Tout cela est bien beau, mais comment ça se passe si un gugusse
prétend appartenir au réseau alors - exemple particulièrement
bien trouvé - qu'il veut transformer le réseau ouvert
de projections, en un centre d'apprentissage du brossage de caniche,
et que les projections ne font pas partie de ses préoccupations
premières ? Eh bien, le principe, c'est qu'un réseau ouvert,
comme chacun est libre de suivre qui il veut comme il veut, obéit
à deux lois : 1. la loi de la contribution, 2. la loi des grands
nombres.
- La loi de la contribution. N'importe qui peut monter son projet,
et avoir la chance de le voir prospérer si il arrive à
convaincre un minimum de personnes qui vont le suivre et lui apporter
ses contributions. Sinon, son projet tombe à l'eau et il reste
tout seul avec sa brosse à caniches. Snif !

_CONSIGNE DONNÉE 1_
Traduisez en anglais cette phrase de l'extrait de page : « N'importe qui peut monter son projet, et avoir la chance de le voir prospérer si il arrive à convaincre un minimum de personnes qui vont le suivre et lui apporter ses contributions. »

_DONNÉES DE TRAVAIL_
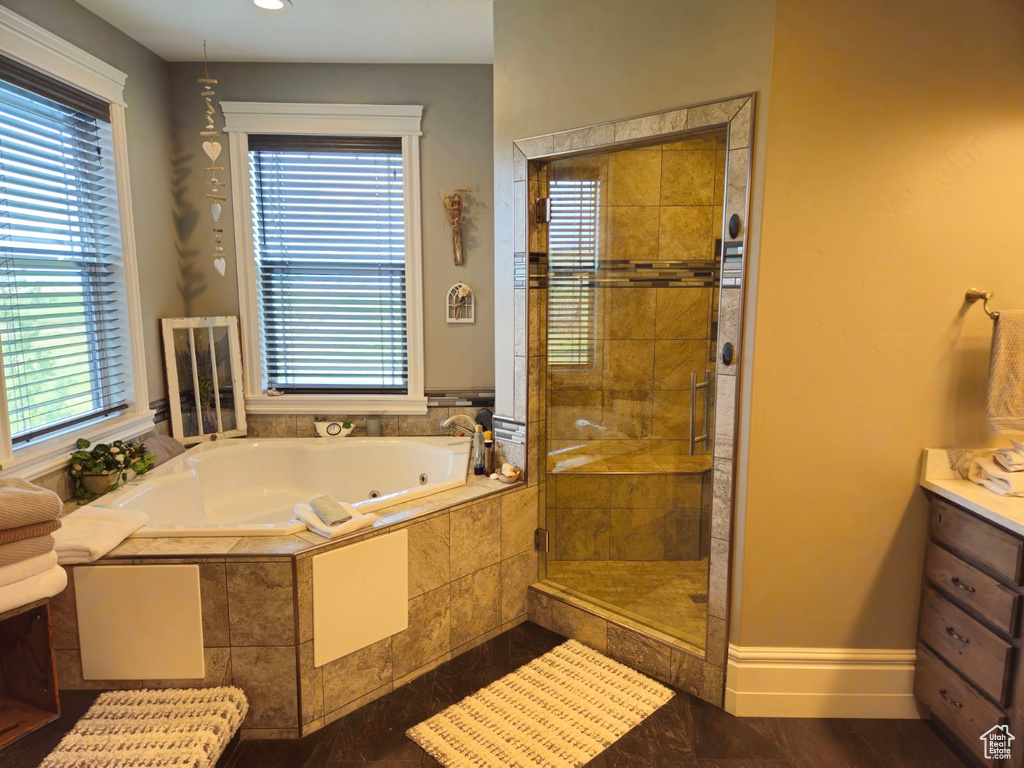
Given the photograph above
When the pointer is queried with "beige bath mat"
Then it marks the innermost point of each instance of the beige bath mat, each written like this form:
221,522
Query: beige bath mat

_CONSIGNE DONNÉE 2_
Mettez à jour toutes les lignes des données de travail en remplaçant « beige bath mat » par « gray bath mat », sans rien modifier d'autre. Omettez l'image dans votre réponse.

_RÉPONSE FINALE 1_
Anyone can set up their own project and have the chance to see it thrive if they manage to convince a minimum number of people who will follow it and bring it their contributions.

_RÉPONSE FINALE 2_
Given the photograph above
When the pointer is queried with "gray bath mat"
Then it marks the innermost point of each instance of the gray bath mat, each written like this form:
221,522
Query: gray bath mat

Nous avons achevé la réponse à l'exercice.